■ **Brano proposto**:
^^^^^^^^^^^^^^^^
Per i prestiti insomma non c’è tutta questa fretta. Grazie al massiccio acquisto di titoli di Stato della Bce attraverso il suo programma PEPP da 1350 miliardi, i tassi dell’Eurozona hanno infatti toccato il minimo nonostante si sia nel mezzo della più grave crisi economica in tempo di pace. Questo vale per la Spagna, che ha un debito pubblico pari al 100% del Pil, come pure per l’Italia, con un debito/Pil che viaggia verso il 160% ma con uno spread saldamente sotto controllo. Secondo una stima riportata dallo storico dell’economia Adam Tooze, mai l’Italia o autorità statale italiana precedente all’Unità ha mai preso a prestito a tassi convenienti come oggi dal lontano 1300.
Come ricorda El Pais, la scorsa settimana sia Madrid che Roma hanno emesso titoli pluriennali a tassi negativi. A partire da marzo (cioè da quando la Bce è scesa in campo contro l’epidemia) i mercati hanno mostrato un interesse crescente per i titoli di Stato dell’eurozona, e in particolare dei paesi periferici più redditizi. La curva costantemente in discesa dei rendimenti ha quindi scoraggiato il ricorso ai prestiti Ue o del Mes. Anche perché questo credito a buon mercato è spesso accompagnato da una “nebbiosa condizionalità”. Per ottenere le risorse del Recovery Fund bisognerà seguire strettamente le raccomandazioni del Semestre europeo, e non si può eludere il sospetto che prima o poi Bruxelles chiederà di nuovo aggiustamenti ai Paesi oberati da un elevato debito pubblico (in tutto il Sud è superiore al 100% del Pil). Per non parlare del Mes, fondo intergovernativo lussemburghese con status di creditore privilegiato ed esterno alle istituzioni Ue, dove per la linea di credito pandemica le condizionalità statuarie sono state sospese solo da un atto politico, non certamente giuridico.
^^^^^^^^^^^^^^^^
■ **Consegna**: Riprendi il brano sui tassi dei titoli di Stato e sui prestiti europei e proseguilo a partire dalla sua ultima frase.

■ **Estratto del dataset**:
^^^^^^^^^^^^^^^^
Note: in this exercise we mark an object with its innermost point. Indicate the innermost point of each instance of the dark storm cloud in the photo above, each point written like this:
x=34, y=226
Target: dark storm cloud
^^^^^^^^^^^^^^^^
■ **Esercizio svolto**:
Grazie alla sospensione del Fiscal Compact e ad un apparente ammissione degli errori passati di Bruxelles nell’applicazione troppo rigida delle regole fiscali sul deficit e altri parametri, gli Stati più indebitati si muovono in un contesto finanziario più agevole e non sembrano perciò intenzionati a ricorrere ai prestiti europei, sebbene consentano risparmi relativi sul servizio del debito perché accompagnati quasi sempre da un trade-off sul piano politico. Del resto il Recovery Fund consente agli Stati membri di chiedere accesso ai prestiti fino al 2023, per cui al momento non c’è nessuna esigenza di chiederne una anticipazione se si gode di accesso al mercato coi tassi ai minimi storici. La Bce, da parte sua, ha più volte ribadito che non intende ridurre nel prossimo futuro la portata del suo intervento e anzi ha fatto intendere di volerlo ampliare chiedendo ai governi europei di fare lo stesso, attivando al più presto lo strumento di recupero e resilienza senza cedere il passo a ripensamenti o a ridimensionamenti.
Dato che gli appetiti sono rivolti alla propria fetta di sussidi – la parte gustosa del Recovery Fund – al momento non c’è una esigenza di accelerare sulla quota di prestiti. Pur essendo molto consistenti – per la Spagna una settantina, per l’Italia circa 120 miliardi, una decina per il Portogallo – in quanto prestiti andranno restituiti. Come ha rilevato giustamente El Pais, non è poi assolutamente scontato che tutti gli Stati membri abbiano la capacità amministrativa per poter spendere una tale mole di risorse. In altre parole c’è il rischio che una volta ottenuti non si riesca poi a spenderli tutti. E dato che al momento nessun paese, né Spagna né tantomeno il Portogallo, ha problemi di liquidità, ci si interroga sulla necessità o meno di attivarli subito.